> **Work task**
Print the data again, exactly.

> **Supplied data**

★ ★ ★ ★ ★

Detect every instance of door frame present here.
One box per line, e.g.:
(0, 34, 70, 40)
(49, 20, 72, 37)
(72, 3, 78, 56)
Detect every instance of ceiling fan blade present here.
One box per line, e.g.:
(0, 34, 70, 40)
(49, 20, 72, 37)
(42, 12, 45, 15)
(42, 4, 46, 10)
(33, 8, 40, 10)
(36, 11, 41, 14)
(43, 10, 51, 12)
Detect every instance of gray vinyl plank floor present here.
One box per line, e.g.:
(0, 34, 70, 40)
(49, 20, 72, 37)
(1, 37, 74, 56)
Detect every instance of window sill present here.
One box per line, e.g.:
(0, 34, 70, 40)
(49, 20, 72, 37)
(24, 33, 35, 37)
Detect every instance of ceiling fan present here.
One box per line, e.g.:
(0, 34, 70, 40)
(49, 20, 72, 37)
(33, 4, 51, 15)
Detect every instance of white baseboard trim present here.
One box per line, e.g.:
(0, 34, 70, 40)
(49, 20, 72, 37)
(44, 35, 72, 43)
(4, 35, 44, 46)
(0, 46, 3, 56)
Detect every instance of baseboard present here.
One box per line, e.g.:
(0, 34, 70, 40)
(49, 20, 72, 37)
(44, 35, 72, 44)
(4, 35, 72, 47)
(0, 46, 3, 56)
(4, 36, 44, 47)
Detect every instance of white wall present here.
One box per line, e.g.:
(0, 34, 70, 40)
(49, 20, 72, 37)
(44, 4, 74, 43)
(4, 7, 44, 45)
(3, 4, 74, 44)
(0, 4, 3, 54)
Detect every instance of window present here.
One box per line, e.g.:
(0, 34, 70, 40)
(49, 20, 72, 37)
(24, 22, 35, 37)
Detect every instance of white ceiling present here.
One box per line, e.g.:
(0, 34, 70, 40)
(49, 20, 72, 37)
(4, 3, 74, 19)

★ ★ ★ ★ ★

> **Task answer**
Detect every instance of door frame present here.
One box per line, e.g.:
(0, 34, 70, 40)
(49, 20, 72, 37)
(72, 3, 78, 56)
Detect every instance of ceiling fan blade present here.
One box per line, e.g.:
(0, 34, 70, 40)
(49, 20, 72, 37)
(42, 12, 45, 15)
(42, 4, 46, 10)
(33, 8, 40, 10)
(36, 11, 41, 14)
(43, 10, 51, 12)
Detect every instance of gray vinyl plank floor present here.
One box per line, e.g.:
(0, 34, 70, 40)
(49, 20, 72, 37)
(1, 37, 74, 56)
Detect every instance of window sill present here.
One box per line, e.g.:
(0, 34, 70, 40)
(49, 20, 72, 37)
(24, 33, 35, 37)
Detect every instance of ceiling fan present here.
One box per line, e.g.:
(0, 34, 70, 40)
(49, 20, 72, 37)
(33, 4, 51, 15)
Detect every instance of white baseboard trim present here.
One box per line, e.g.:
(0, 34, 70, 40)
(49, 20, 72, 37)
(44, 35, 72, 43)
(4, 35, 44, 46)
(0, 46, 3, 56)
Detect every instance of baseboard present here.
One box per line, e.g.:
(0, 34, 70, 40)
(49, 20, 72, 37)
(44, 35, 72, 44)
(4, 35, 72, 47)
(0, 46, 3, 56)
(4, 36, 44, 47)
Detect every instance of white wall present here.
One box per line, e.g.:
(0, 34, 70, 40)
(49, 20, 72, 37)
(44, 4, 74, 43)
(4, 7, 44, 45)
(3, 4, 74, 44)
(0, 4, 3, 54)
Detect every instance of window present here.
One box per line, e.g.:
(0, 34, 70, 40)
(49, 20, 72, 37)
(24, 22, 35, 37)
Detect every instance of white ceiling present here.
One box per line, e.g.:
(0, 34, 70, 40)
(49, 20, 72, 37)
(4, 3, 74, 19)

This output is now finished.